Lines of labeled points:
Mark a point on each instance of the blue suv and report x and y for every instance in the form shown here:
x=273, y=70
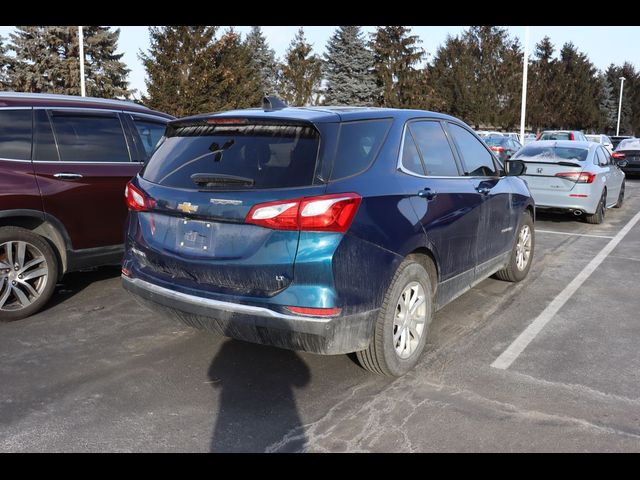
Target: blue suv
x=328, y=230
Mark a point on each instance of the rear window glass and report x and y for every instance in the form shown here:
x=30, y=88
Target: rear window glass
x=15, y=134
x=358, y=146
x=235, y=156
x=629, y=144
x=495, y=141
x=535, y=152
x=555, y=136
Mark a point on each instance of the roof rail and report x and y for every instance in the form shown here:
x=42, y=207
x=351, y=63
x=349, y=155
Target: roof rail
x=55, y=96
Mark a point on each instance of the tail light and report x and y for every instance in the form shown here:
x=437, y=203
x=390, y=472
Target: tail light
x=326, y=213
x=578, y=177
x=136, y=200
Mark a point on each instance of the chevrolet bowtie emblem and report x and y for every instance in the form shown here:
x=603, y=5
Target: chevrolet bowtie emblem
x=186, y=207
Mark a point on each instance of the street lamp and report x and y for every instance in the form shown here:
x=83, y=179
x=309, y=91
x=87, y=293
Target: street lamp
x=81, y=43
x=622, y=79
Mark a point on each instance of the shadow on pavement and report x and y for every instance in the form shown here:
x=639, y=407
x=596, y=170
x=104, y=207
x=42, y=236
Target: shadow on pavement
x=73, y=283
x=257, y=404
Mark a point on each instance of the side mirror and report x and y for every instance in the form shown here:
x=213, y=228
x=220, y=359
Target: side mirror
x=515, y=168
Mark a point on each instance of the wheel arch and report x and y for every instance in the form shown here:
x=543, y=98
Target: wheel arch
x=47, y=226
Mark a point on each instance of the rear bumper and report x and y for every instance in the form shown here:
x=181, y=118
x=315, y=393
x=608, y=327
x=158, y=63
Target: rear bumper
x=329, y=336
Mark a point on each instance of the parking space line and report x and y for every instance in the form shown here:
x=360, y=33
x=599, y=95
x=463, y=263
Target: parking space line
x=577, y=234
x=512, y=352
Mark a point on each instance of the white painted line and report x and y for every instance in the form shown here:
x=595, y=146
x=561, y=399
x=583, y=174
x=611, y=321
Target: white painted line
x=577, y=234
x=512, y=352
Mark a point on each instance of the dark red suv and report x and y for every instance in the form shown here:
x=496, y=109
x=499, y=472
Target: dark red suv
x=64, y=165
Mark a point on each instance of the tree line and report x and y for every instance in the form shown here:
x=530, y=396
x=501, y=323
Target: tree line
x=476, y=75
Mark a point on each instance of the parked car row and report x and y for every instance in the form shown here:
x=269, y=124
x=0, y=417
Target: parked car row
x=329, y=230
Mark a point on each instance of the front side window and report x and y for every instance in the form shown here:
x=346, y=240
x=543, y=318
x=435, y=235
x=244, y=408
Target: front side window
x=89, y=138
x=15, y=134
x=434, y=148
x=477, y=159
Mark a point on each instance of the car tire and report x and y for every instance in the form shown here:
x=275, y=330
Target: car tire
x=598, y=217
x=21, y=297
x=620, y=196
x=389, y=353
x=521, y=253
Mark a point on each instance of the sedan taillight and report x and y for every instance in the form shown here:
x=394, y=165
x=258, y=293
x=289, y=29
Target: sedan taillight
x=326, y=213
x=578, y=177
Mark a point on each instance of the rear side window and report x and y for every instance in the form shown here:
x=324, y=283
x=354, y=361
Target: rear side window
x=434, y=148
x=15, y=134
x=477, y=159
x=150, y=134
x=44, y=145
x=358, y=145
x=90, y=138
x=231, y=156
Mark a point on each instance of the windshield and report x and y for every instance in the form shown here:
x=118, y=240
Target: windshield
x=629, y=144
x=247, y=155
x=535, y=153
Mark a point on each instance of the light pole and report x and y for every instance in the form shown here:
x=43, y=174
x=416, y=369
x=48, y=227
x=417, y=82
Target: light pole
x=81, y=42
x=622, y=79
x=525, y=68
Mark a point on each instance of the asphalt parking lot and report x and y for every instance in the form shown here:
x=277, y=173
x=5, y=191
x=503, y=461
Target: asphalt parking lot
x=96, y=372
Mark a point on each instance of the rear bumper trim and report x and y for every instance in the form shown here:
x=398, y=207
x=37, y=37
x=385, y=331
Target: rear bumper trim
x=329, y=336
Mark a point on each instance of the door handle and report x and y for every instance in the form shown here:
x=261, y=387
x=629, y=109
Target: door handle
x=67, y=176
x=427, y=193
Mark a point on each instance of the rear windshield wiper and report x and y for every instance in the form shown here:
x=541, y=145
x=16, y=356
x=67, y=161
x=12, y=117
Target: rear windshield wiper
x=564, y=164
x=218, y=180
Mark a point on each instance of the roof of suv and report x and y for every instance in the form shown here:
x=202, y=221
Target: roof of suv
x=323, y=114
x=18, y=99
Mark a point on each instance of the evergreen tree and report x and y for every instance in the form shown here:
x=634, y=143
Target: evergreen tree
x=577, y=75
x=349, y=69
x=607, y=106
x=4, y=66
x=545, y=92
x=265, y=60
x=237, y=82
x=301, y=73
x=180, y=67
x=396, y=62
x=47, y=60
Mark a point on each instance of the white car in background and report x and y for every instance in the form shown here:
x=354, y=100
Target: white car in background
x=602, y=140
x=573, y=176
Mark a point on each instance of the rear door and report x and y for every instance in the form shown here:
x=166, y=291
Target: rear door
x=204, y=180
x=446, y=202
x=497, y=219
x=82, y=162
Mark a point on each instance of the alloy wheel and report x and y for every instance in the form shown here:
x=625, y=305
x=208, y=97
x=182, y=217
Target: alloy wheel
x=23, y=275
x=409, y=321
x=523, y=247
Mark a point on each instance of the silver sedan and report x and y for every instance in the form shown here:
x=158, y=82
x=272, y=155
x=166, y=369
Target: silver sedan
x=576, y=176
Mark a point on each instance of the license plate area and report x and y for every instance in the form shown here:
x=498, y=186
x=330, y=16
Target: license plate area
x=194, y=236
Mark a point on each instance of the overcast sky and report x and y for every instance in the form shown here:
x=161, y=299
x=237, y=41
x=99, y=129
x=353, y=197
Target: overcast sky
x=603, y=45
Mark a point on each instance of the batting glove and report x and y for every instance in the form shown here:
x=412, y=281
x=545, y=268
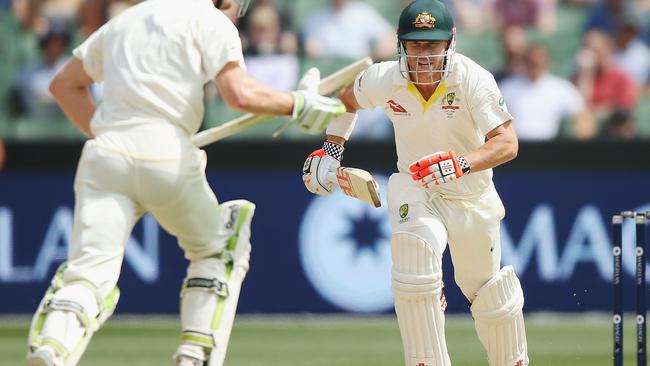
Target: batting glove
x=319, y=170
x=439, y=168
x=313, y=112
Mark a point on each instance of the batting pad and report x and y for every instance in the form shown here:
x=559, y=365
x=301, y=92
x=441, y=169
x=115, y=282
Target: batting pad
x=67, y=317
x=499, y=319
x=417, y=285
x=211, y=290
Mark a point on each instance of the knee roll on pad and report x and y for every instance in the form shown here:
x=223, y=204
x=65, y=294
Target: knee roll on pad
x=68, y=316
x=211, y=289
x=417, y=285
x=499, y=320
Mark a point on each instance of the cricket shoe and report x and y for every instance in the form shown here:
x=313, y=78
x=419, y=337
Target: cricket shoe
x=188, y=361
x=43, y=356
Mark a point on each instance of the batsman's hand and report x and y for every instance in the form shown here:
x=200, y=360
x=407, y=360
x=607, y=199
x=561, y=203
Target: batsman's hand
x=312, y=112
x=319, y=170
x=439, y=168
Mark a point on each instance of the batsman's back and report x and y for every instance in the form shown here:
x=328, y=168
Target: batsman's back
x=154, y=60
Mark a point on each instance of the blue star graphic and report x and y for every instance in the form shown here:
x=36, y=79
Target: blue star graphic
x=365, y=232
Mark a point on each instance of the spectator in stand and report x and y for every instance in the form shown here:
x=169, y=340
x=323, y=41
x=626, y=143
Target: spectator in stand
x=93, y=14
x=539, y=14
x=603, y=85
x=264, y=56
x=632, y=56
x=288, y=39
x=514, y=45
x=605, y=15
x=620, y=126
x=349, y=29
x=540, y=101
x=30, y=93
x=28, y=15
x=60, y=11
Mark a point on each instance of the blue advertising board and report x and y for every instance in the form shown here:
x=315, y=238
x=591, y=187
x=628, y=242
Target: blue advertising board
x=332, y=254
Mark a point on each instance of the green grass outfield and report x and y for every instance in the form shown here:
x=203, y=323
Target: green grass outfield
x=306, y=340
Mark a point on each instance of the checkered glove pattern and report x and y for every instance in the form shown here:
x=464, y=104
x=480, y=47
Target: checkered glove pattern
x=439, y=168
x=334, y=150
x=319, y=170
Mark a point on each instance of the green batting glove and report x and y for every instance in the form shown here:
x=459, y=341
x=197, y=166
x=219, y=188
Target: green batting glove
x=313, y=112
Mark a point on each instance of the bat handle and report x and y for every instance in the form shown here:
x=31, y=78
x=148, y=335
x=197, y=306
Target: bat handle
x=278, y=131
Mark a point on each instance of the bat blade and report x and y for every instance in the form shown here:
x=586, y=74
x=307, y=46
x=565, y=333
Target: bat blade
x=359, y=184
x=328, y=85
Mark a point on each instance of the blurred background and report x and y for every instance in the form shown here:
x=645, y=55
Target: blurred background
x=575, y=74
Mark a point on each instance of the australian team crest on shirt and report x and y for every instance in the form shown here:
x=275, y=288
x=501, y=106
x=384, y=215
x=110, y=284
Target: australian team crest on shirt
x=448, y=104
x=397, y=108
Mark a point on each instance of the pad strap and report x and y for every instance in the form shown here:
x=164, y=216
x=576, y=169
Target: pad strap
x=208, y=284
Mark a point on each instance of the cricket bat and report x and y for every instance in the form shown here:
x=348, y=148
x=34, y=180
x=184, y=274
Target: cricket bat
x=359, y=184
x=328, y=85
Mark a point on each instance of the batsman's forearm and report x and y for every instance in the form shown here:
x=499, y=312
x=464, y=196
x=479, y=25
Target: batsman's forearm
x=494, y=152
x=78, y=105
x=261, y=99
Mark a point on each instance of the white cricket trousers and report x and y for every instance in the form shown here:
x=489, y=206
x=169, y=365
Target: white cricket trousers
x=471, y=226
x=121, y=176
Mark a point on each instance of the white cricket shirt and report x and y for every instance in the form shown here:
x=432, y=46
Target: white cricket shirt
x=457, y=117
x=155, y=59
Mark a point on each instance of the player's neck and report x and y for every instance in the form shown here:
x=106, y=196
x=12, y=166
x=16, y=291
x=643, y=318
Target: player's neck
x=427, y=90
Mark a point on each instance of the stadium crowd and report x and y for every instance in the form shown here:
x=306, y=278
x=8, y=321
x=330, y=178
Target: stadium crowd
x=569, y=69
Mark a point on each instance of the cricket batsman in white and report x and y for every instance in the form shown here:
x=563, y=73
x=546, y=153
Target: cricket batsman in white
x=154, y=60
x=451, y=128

● **Short problem**
Copy the lines word for word, from the start of the lines down to the one containing "x=47, y=226", including that line. Omit the pictures.

● **Result of the task**
Mark a point on each instance of the blue suv and report x and y for every instance in the form shown here:
x=273, y=70
Target: blue suv
x=328, y=230
Mark a point on each instance of the rear window glass and report x and y for every instance in the form shown here:
x=30, y=88
Target: rear window glass
x=15, y=134
x=358, y=146
x=235, y=156
x=629, y=144
x=495, y=141
x=535, y=152
x=555, y=136
Mark a point on each instance of the roof rail and report x and y for every instance in the form shown here:
x=42, y=207
x=351, y=63
x=349, y=155
Target: roof rail
x=55, y=96
Mark a point on each instance of the tail light and report x and y for every instance in the form shown here:
x=437, y=203
x=390, y=472
Target: tail light
x=326, y=213
x=578, y=177
x=136, y=200
Mark a point on each instance of the chevrolet bowtie emblem and report x and y for every instance in the form shown here:
x=603, y=5
Target: chevrolet bowtie emblem
x=186, y=207
Mark a point on each instance of the street lamp and report x and y for every instance in the form shown here:
x=83, y=179
x=309, y=91
x=87, y=293
Target: street lamp
x=81, y=43
x=622, y=79
Mark a point on each instance of the shadow on pavement and report x and y for every instance in the form shown here:
x=639, y=407
x=596, y=170
x=104, y=207
x=42, y=236
Target: shadow on pavement
x=73, y=283
x=257, y=404
Mark a point on each instance of the side mirror and report x and y for every instance in the form shown here:
x=213, y=228
x=220, y=359
Target: side mirror
x=515, y=168
Mark a point on each instance of the wheel arch and report x and y for every instance in the form shown here:
x=543, y=98
Target: wheel arch
x=47, y=226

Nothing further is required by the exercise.